*** Selected text ***
On our second point, I think you are saying that once we have deconstructed the West (or the US) and the standard of living has fallen off the charts, and there has been a revolt or a rebellion or a revolution or just plenty of social strife and unrest, then we will begin to rise again. By that point there will be nowhere to go but up. Not something I am interested in quite frankly.

As far as favouring poor people in other countries over less poor people in our countries, well why don't we just go a step further and promote their wellbeing even above our families because when you come to think of it, there is no reason we need to do otherwise, and our families presumably are more off than those poor people in other countries. And why stop there, let's one up Peter Singer and favour them more even more than ourselves. We can give them our jobs as well since we care so much about them.

Having lived in other countries where there is real poverty, not phony US poverty, you have no idea what living in a country where that is close to you. Not nice.
*** End of Selected text ***
*** Data supplied ***
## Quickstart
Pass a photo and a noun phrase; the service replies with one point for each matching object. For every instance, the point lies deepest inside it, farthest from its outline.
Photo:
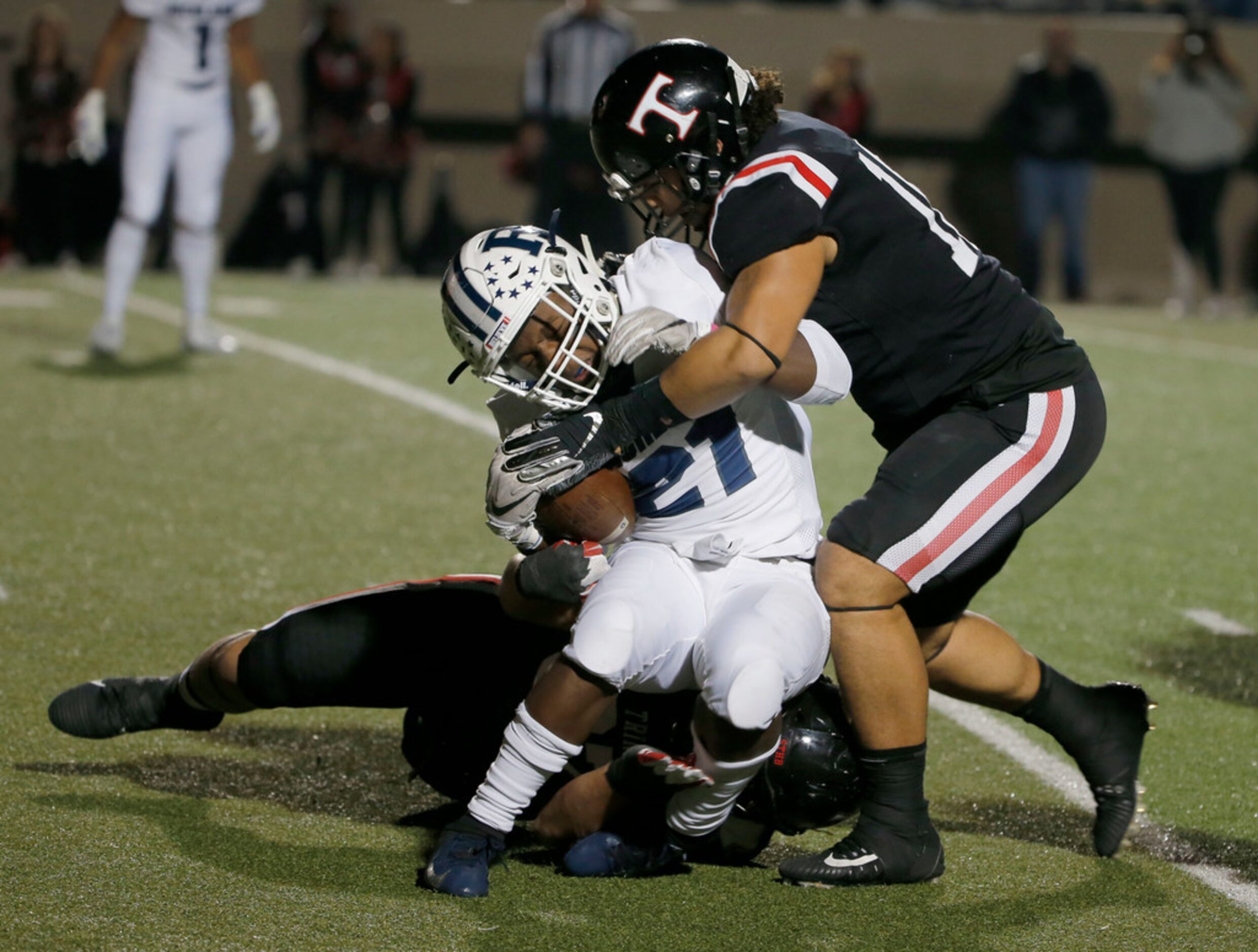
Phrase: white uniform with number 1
(181, 113)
*** End of Data supplied ***
» Task details:
Continue the comment above about favoring poor people in other countries over people at home, starting right after its last sentence.

» Answer to this exercise:
I have no desire to stop people or myself from killing and eating animals, I think that is a misguided endeavour. Similarly I feel no desire to particularly help individuals in other countries who have less than I do, or than my compatriates do. Again I think it is a misguided endeavour and a symptom of toxic empathy which is going around the West these days.

End of the day, it sounds like you just don't like your political opponents in the US and are rationalizing your preference to give their jobs away and reduce their standard of living. If you live in the US, I suppose I find that a little understandable since the US does have some groups (I dislike the concept of groups and referring to groups but it's convenient under the circumstances) with some odd views. Maybe move to Canada where I am located and you might find your fellow citizens more palatable.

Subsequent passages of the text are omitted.